▸ **EXERCISE REQUIREMENTS**
Rewrite the entries below, swapping every "bounding box" for "enclosing rectangle" and leaving everything else unchanged.

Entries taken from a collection
- - - -

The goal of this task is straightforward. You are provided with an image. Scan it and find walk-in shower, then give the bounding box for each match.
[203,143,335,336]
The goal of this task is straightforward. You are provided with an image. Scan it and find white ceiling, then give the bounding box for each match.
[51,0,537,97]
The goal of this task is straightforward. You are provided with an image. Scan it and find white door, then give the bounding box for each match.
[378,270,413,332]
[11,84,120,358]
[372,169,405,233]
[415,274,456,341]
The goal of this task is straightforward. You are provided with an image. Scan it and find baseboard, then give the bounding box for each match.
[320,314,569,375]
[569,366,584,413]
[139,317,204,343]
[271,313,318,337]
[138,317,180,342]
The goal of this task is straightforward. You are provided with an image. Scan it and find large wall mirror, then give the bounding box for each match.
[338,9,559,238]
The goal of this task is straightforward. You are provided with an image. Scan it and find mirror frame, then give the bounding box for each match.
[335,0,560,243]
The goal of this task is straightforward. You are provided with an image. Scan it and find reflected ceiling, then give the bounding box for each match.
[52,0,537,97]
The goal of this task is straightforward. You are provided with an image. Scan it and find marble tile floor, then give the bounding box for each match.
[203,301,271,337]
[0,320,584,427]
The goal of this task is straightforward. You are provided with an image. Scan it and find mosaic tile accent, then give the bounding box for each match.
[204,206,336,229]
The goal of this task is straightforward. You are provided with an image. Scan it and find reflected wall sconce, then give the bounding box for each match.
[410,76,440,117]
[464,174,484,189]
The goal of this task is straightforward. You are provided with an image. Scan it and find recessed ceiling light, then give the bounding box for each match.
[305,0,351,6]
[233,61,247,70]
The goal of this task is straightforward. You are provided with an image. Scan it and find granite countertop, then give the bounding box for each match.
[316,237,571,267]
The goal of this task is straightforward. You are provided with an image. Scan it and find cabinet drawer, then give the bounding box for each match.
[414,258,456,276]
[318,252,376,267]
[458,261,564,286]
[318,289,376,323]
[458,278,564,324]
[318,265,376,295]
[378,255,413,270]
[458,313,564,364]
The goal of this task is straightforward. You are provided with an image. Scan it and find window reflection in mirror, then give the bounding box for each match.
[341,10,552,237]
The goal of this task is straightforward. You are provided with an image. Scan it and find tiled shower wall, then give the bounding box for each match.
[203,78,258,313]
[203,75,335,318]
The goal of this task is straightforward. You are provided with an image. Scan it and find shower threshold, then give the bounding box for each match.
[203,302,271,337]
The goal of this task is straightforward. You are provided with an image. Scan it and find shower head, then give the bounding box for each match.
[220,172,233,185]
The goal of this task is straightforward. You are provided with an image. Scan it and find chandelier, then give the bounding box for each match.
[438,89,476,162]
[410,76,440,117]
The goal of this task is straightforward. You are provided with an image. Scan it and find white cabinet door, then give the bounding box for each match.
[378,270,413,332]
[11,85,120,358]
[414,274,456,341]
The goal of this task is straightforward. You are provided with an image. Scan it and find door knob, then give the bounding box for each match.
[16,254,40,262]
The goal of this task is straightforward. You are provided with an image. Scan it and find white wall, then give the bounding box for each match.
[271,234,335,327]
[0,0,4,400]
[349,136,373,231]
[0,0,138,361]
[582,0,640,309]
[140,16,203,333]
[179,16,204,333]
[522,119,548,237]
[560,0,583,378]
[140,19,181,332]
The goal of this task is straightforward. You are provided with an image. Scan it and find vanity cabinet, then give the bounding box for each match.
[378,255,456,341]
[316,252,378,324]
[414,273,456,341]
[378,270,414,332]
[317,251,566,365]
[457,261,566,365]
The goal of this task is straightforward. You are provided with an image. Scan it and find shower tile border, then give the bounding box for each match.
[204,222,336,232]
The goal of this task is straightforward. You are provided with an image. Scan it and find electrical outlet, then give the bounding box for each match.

- - - -

▸ **CORRECT OUTPUT**
The goal of this task is straightforward. You are provided with an image. Scan it and find walk-in shower, then give the enclosing rectangle for each match.
[203,143,335,336]
The goal of this task is straightforward. You are provided with an image. Scan it and find white ceiling, then give the enclosing rectangle for each match.
[51,0,537,97]
The goal of this task is straightforward. You are provided with an image. Scan it and find white door, then give the enclosing rectangle for each match.
[378,270,413,332]
[11,84,120,358]
[372,169,405,233]
[415,274,456,341]
The goal of this task is straightforward. You are provided with an image. Scan it and find baseboard, then give the enclosing rectangle for each match.
[320,314,569,375]
[569,366,584,413]
[139,317,204,343]
[271,313,318,337]
[138,317,180,342]
The goal of this task is straightforward. You are provided with an image. Scan it and find large wall mirror, then give the enclosing rectangle for each match.
[338,9,559,238]
The goal of this task is straightforward. You are provided with an image. Scan it and find mirror frame, then give the enclosing rectangle for each match.
[335,0,560,243]
The goal of this task is straightforward. You are provided with an image. Scan it and find reflected ceiling, then give the enclosing rectangle for each match.
[52,0,537,97]
The goal of this task is straightforward. You are provided with an image. Scan it and find marble tile floor, then give the enclosing rectangle for each match.
[203,301,271,337]
[0,320,584,427]
The goal of this task is straightforward. You are provided with an image. Scan it and find mosaic tile accent, then give the enclosing rectangle for each match.
[204,206,336,229]
The goal of this task is straightforward. You are provided with an image. Scan it and find reflected wall sconce, then give the enclosing rectangle for each match.
[410,76,440,117]
[464,174,484,189]
The goal of this task is straightforward. You are provided with an image. Scan it and find recessed ceiling light, then give the enclosing rectangle for each match.
[305,0,351,6]
[233,61,247,70]
The goal of this task is straightforward. You are provided with an image. Scan it and find granite countertop, then give the enclosing rectangle for each match.
[316,237,571,267]
The goal of this task is straightforward. You are provided with an image. Scan it and find cabinet drawer, then give the enclosing rectangle for each match.
[414,258,456,276]
[318,252,376,267]
[458,261,564,286]
[318,289,376,323]
[458,278,564,324]
[318,265,376,295]
[378,255,413,270]
[458,313,564,364]
The goal of this task is straightforward. You are provided with an image. Scan it and find window reflection in mirror, then give the enclosing rectangle for each match.
[341,10,552,237]
The goal of this task is straightforward. You are provided with an image. Scan it and find tiled shower wall, then give the enclosing rectangle for each match.
[203,78,258,313]
[203,75,335,318]
The goal of this task is straightforward. You are provided with an image. Scan it and find shower threshold, then give the enclosing rectangle for each match.
[203,302,271,337]
The goal of this task is straightforward. You are provided with an image. Scan it and find shower head, then give the enclosing rectangle for each match.
[220,172,233,185]
The goal of this task is straightforward. You are provided with an image. Scan it and find chandelier, then give the enclosing rectangle for each match.
[438,89,476,162]
[410,76,440,117]
The goal of this task is straightforward. You are provided with an image. Scan it and find white cabinet door, then give the enclosing rectangle for each match.
[378,270,413,332]
[11,85,120,358]
[414,274,456,341]
The goal of this task is straightforward. You are provided with an image. Scan it and find door knob, then give the enclosing rectangle for each match.
[16,254,40,262]
The goal of this task is straightforward. You are provided with an image. Scan it and find white wall, then give the enclosing rectangle for each match.
[271,234,335,327]
[0,0,4,400]
[349,136,373,231]
[0,0,138,361]
[582,0,640,309]
[140,16,203,333]
[179,16,204,333]
[522,119,548,237]
[560,0,583,378]
[140,19,181,332]
The goal of this task is straightforward. You are provided with an image. Scan it and find vanity cabinet, then give the enclosing rectangle for each match.
[378,255,456,341]
[316,252,378,324]
[414,273,456,341]
[378,270,414,332]
[317,251,566,365]
[457,261,566,365]
The goal of this task is straightforward. You are provided with an image. Scan it and find shower tile border, then give the enclosing rectangle for each match.
[204,222,336,232]
The goal of this task is straightforward. You are provided with an image. Scan it and find electrical outlet, then give the enclosing rectangle for each match.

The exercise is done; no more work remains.